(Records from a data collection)
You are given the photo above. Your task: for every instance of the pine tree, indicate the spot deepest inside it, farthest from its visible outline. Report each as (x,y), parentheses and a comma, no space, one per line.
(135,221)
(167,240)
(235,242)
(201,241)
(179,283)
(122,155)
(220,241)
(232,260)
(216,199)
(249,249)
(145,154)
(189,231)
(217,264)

**Your instructions**
Please convert the material above into a two-column CSV with the columns "prompt" and "response", one row per item, putting each in a single quoted field with line breaks replaced by spaces.

**Expected answer**
prompt,response
"You are given the photo above. Your task: for every instance of the pine tree, indicate the spot deepest inside it, farthest from its visible outline. Report each as (x,y), parentheses and a comma, no space, one per line.","(135,221) (167,240) (235,242) (201,241) (179,283) (122,155) (220,241) (232,260) (216,199) (249,249) (145,154) (189,231) (217,264)"